--- WHAT YOU ARE ASKED TO DO ---
Arrange every line of the entries below as a Markdown table with the columns "Row" and "Line," numbering the rows and skipping blank lines. Leave the pictures out.

--- RECORDS PROVIDED ---
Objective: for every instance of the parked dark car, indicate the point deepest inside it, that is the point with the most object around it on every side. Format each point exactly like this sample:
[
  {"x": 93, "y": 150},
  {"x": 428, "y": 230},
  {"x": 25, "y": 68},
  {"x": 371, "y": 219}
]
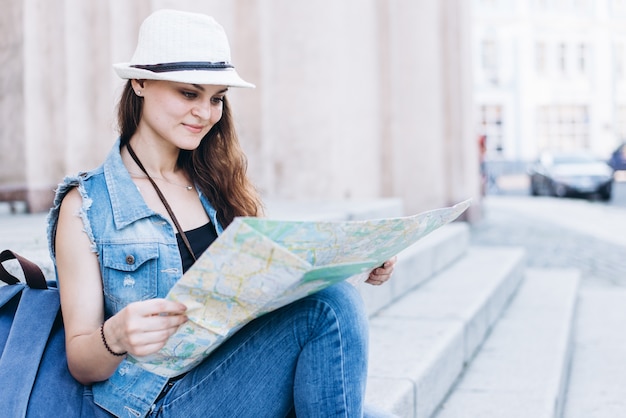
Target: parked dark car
[
  {"x": 571, "y": 174},
  {"x": 618, "y": 158}
]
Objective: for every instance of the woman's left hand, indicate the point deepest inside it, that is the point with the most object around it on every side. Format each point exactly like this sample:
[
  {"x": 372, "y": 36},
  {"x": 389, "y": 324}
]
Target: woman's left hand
[{"x": 381, "y": 274}]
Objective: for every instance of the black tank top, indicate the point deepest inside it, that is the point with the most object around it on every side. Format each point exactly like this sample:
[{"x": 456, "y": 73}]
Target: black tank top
[{"x": 200, "y": 239}]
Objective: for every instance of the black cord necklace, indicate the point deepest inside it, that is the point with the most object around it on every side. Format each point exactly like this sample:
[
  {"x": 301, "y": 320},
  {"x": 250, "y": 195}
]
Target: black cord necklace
[{"x": 167, "y": 206}]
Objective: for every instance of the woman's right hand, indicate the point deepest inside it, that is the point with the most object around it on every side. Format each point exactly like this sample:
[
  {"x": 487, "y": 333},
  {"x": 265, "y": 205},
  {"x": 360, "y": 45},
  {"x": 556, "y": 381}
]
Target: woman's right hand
[{"x": 142, "y": 328}]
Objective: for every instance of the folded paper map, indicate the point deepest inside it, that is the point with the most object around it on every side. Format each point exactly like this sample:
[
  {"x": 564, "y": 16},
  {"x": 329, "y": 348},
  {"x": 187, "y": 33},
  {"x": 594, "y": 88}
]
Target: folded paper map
[{"x": 258, "y": 265}]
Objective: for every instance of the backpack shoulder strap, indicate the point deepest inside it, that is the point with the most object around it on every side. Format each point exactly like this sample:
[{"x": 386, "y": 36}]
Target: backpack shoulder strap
[{"x": 34, "y": 277}]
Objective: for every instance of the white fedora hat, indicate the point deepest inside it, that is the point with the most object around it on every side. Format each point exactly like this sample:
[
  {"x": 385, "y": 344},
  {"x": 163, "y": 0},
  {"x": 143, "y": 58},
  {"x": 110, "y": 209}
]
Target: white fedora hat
[{"x": 183, "y": 47}]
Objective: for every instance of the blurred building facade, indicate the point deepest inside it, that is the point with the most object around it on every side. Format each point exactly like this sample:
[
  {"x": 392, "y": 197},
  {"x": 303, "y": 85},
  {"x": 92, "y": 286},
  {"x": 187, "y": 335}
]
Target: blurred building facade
[
  {"x": 354, "y": 100},
  {"x": 549, "y": 74}
]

--- EXERCISE SOLUTION ---
| Row | Line |
|---|---|
| 1 | Objective: for every instance of the parked dark car, indicate the point deepest inside it, that is the point with the most object around it on every side. Format each point exactly like this sample: |
| 2 | [ |
| 3 |   {"x": 93, "y": 150}, |
| 4 |   {"x": 428, "y": 230}, |
| 5 |   {"x": 25, "y": 68}, |
| 6 |   {"x": 371, "y": 219} |
| 7 | ] |
| 8 | Target: parked dark car |
| 9 | [ |
| 10 |   {"x": 571, "y": 174}, |
| 11 |   {"x": 618, "y": 158} |
| 12 | ] |
| 13 | Objective: for every instance of the woman's left hand, indicate the point deepest inside it, that is the point with the most object around it on every side. Format each point exactly like this sample: |
| 14 | [ |
| 15 |   {"x": 372, "y": 36}, |
| 16 |   {"x": 389, "y": 324} |
| 17 | ] |
| 18 | Target: woman's left hand |
| 19 | [{"x": 381, "y": 274}] |
| 20 | Objective: for every instance of the black tank top, indicate the point deepest inside it, that is the point with the most object around it on every side. Format each point exactly like this sample: |
| 21 | [{"x": 456, "y": 73}] |
| 22 | Target: black tank top |
| 23 | [{"x": 200, "y": 239}] |
| 24 | Objective: for every instance of the black cord necklace, indicate the point deepest inside it, that is the point with the most object around it on every side. Format each point exactly like this sample: |
| 25 | [ |
| 26 |   {"x": 301, "y": 320}, |
| 27 |   {"x": 250, "y": 195} |
| 28 | ] |
| 29 | Target: black cord necklace |
| 30 | [{"x": 167, "y": 206}] |
| 31 | Objective: for every instance of the woman's right hand, indicate the point deepest inside it, that is the point with the most object around it on every side. Format each point exactly like this sample: |
| 32 | [ |
| 33 |   {"x": 487, "y": 333}, |
| 34 |   {"x": 265, "y": 205}, |
| 35 |   {"x": 360, "y": 45}, |
| 36 |   {"x": 556, "y": 381} |
| 37 | ] |
| 38 | Target: woman's right hand |
| 39 | [{"x": 142, "y": 328}] |
| 40 | Objective: for every instance of the folded paper map, indicate the point deepest inside it, that is the point with the most object around it on every side. Format each point exactly like this sample: |
| 41 | [ |
| 42 |   {"x": 564, "y": 16}, |
| 43 |   {"x": 329, "y": 348}, |
| 44 |   {"x": 187, "y": 33}, |
| 45 |   {"x": 594, "y": 88} |
| 46 | ] |
| 47 | Target: folded paper map |
| 48 | [{"x": 258, "y": 265}] |
| 49 | Objective: for every instance of the backpack shoulder strap, indicate the point deepest inside it, that is the point with the most object around it on every side. Format each point exactly like this sample: |
| 50 | [{"x": 386, "y": 36}] |
| 51 | Target: backpack shoulder strap |
| 52 | [{"x": 34, "y": 277}] |
| 53 | Objective: for every instance of the white fedora hat, indicate the point deepest inside it, that is the point with the most object around it on every side. Format each point exactly like this sample: |
| 54 | [ |
| 55 |   {"x": 385, "y": 344}, |
| 56 |   {"x": 163, "y": 0}, |
| 57 |   {"x": 143, "y": 58}, |
| 58 |   {"x": 110, "y": 209} |
| 59 | ] |
| 60 | Target: white fedora hat |
| 61 | [{"x": 183, "y": 47}] |
| 62 | Objective: for every instance of the blurred building facade, indicate the point deepest inside it, that is the point with the most object around it on every side. Format each point exactly like this sample: |
| 63 | [ |
| 64 |   {"x": 392, "y": 197}, |
| 65 |   {"x": 303, "y": 85}, |
| 66 |   {"x": 92, "y": 286}, |
| 67 |   {"x": 187, "y": 335} |
| 68 | ] |
| 69 | Target: blurred building facade |
| 70 | [ |
| 71 |   {"x": 354, "y": 100}, |
| 72 |   {"x": 549, "y": 74} |
| 73 | ] |